Dataset records
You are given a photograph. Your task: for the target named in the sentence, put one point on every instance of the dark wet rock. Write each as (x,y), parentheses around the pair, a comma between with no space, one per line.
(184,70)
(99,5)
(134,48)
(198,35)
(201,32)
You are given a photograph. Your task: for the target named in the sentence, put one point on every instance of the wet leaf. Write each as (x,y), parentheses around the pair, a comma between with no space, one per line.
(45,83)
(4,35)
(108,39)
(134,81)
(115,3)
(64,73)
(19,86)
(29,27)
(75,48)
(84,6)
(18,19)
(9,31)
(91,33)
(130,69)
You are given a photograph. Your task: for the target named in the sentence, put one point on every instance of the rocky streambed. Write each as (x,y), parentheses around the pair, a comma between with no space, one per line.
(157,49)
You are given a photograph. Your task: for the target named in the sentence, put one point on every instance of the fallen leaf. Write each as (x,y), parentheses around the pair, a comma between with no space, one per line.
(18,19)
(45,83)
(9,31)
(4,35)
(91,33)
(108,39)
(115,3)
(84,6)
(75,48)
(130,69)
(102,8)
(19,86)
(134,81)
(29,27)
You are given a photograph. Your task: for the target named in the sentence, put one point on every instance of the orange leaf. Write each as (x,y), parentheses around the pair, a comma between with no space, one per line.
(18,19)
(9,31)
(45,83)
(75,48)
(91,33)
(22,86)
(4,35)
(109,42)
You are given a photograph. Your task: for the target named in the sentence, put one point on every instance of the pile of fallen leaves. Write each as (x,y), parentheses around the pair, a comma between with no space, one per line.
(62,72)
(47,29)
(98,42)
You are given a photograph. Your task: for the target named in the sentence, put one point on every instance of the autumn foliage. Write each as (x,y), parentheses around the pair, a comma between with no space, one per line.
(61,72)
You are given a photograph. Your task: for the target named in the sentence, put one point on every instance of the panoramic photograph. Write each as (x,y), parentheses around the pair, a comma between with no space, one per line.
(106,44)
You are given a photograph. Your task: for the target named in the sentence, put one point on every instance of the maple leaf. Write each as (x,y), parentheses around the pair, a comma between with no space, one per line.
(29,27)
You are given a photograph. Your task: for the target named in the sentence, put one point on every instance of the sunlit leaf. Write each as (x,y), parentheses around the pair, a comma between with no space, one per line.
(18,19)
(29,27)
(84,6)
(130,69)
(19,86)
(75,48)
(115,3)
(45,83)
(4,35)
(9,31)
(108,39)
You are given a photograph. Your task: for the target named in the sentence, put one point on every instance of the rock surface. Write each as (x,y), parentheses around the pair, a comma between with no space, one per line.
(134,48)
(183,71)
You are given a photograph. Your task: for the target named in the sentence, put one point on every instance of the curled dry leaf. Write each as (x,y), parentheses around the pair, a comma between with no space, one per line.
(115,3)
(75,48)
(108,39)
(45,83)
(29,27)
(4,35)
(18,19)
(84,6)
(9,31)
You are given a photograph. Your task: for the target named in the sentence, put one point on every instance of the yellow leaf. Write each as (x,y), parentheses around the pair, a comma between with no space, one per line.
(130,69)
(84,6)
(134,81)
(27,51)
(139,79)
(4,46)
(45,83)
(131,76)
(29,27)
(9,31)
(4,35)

__AIM OF THE TASK__.
Reproduce all of the lines above word for word, with nothing changed.

__FINAL RESULT__.
You are given a photograph. Your task: for the target named in the sentence, put one point on every instance of the dark wet rock. Write each as (x,y), parentheses around the pair, a comma between with no space, one per line.
(184,70)
(99,5)
(134,48)
(198,35)
(201,32)
You are given a photograph. Your task: for the target named in the sentence, put one point on every instance of the wet leaf. Write each as (x,y), parentheses around the pair, a comma between with no space, one per line.
(45,83)
(4,35)
(108,39)
(134,81)
(115,3)
(64,73)
(19,86)
(29,27)
(75,48)
(84,6)
(18,19)
(9,31)
(91,33)
(130,69)
You are given a photograph. Your task: for the target named in the sentence, put one point on every instance of the rocky streambed. Write each as (x,y), parentheses around the pair, a comma between with no space, one per line.
(157,49)
You are given a photograph. Your task: for the target named in the sentence, put one point on every instance of the fallen leaf. Write each as (x,y), parentheses around the pair, a comma between with no space, one per line.
(18,19)
(45,83)
(9,31)
(4,35)
(91,33)
(108,39)
(115,3)
(84,6)
(75,48)
(130,69)
(102,8)
(19,86)
(134,81)
(29,27)
You are given a photograph. Your task: for the target named in the sentence, put one point on every instance of the orange leaf. Write each as (x,y), parentheses around the pair, a comma between with no space, one per line.
(18,19)
(9,31)
(45,83)
(75,48)
(91,33)
(22,86)
(4,35)
(109,42)
You are given a photograph. Your task: for the target named in the sentence, put one point on every instance of the pile of fallen leaves. Write each as (x,y), parentheses around the pair, a comma between with no space, one per line.
(62,72)
(47,29)
(98,42)
You are given a photograph. Your task: for the target named in the sentence, put one point on every instance of the autumn foliage. Write each as (x,y), parentheses around the pair, a comma between with no space, one per line.
(61,72)
You are given a photograph. Your task: for the target named in the sentence, put one point on every instance of the panoramic photograph. Write each as (x,y), parentheses around the pair, a comma between with no space, one per line.
(106,44)
You are given a photograph. Your task: for the target named in the sentence, put one point on every instance of the maple leaf. Write each as (x,y), parentheses around the pair, a comma between with no space, one per line.
(29,27)
You are given a photograph. Your task: for the target named in the sentence, put one point on every instance of the sunlit leaf. Write each as (x,y), parentheses around the pair, a comma between with no space, one per line.
(18,19)
(29,27)
(84,6)
(130,69)
(19,86)
(75,48)
(115,3)
(45,83)
(4,35)
(9,31)
(108,39)
You are given a photograph. Your task: for the target named in the sentence, put one point on every instance of the rock surface. Write each as (x,y), parentheses around the pair, a comma between with no space, one per line.
(134,48)
(183,71)
You are given a photograph. Your task: for the target named in the sentence, put one point on every instance of the curled dry leaf. Write each as (x,y), parentheses around the pair, a comma between with no space, one per line.
(115,3)
(75,48)
(108,39)
(45,83)
(29,27)
(4,35)
(18,19)
(84,6)
(9,31)
You are given a photograph. Your task: for the target named in the sentence, put one point on every instance of the yellow leaf. Write each as (x,y), parentheses around the pair, a comma between with no space, one per line.
(130,69)
(84,6)
(134,81)
(27,51)
(139,79)
(4,46)
(45,83)
(131,76)
(29,27)
(9,31)
(4,35)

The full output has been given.